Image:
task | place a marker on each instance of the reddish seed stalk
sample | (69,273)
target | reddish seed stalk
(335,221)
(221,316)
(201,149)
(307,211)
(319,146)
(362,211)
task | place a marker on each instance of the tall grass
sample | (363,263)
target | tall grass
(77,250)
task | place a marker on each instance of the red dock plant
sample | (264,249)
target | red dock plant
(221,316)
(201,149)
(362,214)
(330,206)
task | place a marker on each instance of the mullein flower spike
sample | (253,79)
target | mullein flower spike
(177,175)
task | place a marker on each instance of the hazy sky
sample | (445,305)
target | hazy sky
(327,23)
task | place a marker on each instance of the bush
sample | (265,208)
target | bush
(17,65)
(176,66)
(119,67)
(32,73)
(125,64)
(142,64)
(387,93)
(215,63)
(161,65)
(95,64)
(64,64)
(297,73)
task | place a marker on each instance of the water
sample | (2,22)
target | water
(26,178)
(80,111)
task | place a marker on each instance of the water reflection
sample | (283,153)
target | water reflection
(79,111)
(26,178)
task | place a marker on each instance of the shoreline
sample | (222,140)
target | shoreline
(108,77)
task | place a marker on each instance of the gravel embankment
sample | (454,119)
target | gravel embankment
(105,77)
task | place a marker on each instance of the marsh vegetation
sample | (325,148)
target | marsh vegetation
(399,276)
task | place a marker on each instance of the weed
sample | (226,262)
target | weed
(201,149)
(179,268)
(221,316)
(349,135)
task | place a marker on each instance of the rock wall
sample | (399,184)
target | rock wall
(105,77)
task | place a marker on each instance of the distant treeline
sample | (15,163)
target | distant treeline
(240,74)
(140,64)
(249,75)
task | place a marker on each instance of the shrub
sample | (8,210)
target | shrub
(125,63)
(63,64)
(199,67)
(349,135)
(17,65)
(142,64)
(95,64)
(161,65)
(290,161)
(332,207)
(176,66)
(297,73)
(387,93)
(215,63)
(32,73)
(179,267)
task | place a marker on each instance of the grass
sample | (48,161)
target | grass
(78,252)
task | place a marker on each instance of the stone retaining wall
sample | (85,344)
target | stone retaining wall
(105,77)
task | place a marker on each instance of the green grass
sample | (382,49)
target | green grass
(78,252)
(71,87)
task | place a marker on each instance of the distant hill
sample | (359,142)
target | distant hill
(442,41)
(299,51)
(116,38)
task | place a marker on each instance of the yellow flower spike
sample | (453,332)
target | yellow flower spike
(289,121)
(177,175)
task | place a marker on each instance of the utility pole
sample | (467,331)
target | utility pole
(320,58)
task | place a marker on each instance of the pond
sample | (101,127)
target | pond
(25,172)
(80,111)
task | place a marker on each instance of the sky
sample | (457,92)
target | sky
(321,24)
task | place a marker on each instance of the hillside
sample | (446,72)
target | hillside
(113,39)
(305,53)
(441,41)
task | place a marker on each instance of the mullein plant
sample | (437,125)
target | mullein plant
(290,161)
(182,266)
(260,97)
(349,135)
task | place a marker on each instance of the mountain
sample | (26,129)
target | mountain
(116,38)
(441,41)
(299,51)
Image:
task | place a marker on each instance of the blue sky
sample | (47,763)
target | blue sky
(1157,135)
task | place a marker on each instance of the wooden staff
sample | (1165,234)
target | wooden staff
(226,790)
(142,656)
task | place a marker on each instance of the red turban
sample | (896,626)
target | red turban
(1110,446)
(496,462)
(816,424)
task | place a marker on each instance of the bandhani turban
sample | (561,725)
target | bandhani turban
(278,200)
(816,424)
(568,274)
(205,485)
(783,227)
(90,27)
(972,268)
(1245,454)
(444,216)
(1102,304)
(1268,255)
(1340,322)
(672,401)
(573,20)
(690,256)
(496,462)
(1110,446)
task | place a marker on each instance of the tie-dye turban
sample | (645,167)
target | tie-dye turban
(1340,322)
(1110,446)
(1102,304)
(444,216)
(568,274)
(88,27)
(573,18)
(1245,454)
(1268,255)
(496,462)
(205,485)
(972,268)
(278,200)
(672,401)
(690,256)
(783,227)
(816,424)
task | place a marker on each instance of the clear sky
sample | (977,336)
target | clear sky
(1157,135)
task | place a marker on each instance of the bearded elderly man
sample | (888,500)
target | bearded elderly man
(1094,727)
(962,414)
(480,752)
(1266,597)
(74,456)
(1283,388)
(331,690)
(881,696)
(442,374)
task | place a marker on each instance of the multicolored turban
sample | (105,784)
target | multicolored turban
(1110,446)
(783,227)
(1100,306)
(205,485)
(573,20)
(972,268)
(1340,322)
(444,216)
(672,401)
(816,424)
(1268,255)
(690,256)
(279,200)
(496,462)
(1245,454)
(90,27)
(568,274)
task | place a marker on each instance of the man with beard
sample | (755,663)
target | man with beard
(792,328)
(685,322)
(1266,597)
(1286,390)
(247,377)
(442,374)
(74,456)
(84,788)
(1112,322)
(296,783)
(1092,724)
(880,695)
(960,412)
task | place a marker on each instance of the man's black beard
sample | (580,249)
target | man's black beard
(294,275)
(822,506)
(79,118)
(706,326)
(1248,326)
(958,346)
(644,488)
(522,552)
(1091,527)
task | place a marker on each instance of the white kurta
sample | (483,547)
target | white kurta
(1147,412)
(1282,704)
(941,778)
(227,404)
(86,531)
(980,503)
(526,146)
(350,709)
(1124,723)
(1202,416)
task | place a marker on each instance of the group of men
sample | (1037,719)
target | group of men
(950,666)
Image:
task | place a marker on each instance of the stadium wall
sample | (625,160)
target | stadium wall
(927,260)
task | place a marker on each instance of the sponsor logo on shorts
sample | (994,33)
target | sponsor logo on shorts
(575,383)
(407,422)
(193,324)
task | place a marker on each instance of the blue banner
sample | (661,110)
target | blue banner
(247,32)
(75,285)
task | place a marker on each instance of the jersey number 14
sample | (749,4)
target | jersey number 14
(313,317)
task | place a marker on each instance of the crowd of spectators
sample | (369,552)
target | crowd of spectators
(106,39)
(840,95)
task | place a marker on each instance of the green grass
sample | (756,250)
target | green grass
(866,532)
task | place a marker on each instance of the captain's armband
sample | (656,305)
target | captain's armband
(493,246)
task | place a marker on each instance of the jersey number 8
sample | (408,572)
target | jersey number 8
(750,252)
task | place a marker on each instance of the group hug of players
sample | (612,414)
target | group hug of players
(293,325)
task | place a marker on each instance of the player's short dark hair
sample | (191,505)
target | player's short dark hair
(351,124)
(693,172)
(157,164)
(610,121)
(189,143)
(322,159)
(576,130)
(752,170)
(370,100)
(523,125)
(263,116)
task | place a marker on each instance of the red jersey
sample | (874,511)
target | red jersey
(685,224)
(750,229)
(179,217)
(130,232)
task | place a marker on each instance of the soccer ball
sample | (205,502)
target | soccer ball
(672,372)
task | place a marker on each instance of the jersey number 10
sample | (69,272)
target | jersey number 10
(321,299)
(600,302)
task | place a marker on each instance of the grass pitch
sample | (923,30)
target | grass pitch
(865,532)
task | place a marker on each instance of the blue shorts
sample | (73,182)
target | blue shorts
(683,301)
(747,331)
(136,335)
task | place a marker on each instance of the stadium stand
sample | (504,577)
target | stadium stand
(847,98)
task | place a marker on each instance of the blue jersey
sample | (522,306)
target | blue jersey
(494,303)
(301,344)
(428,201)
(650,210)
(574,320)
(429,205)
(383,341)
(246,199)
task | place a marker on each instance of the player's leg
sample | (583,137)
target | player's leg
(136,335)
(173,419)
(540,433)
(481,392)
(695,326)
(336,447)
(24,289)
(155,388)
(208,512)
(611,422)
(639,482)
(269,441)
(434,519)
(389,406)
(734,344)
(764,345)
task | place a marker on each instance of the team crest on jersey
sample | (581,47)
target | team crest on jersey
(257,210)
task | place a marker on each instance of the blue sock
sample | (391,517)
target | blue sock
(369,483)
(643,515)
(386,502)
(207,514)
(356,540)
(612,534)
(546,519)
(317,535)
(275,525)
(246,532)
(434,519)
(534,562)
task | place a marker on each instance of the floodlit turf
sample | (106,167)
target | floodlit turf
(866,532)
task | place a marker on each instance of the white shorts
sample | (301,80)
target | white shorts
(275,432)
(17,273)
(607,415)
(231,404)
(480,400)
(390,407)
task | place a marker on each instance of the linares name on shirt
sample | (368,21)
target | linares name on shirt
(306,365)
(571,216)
* * * *
=== Task prompt ===
Reproduce every line from the one containing "the player's leg" through the last line, including the requests, and shift each answer coordinate by adding 24 to both of its numbers.

=== Solved exercise ===
task | place a marker on each instance of the player's leg
sample | (583,137)
target | player's leg
(160,359)
(197,443)
(564,457)
(505,416)
(719,350)
(360,471)
(48,313)
(179,412)
(232,536)
(635,446)
(663,506)
(293,465)
(458,543)
(413,430)
(758,368)
(788,369)
task | place a marker on each instance of the team crest on jersey
sample | (581,47)
target | team crest on jersey
(281,234)
task | place a marker on each instance of the blue sock
sample | (391,517)
target | blue sock
(393,507)
(667,539)
(410,526)
(231,538)
(380,564)
(636,558)
(570,543)
(341,559)
(299,549)
(270,556)
(458,543)
(558,586)
task | place a marker on each instance of the floodlit turf
sample | (106,167)
target | floodlit turf
(890,556)
task | place a marker on each instance of the white shorts
sample | (301,80)
target | white shorts
(299,456)
(41,297)
(631,439)
(255,428)
(504,424)
(414,431)
task | place a marker on each instance of the linares name on shirt
sample | (368,21)
target | linares name on shirt
(330,389)
(595,240)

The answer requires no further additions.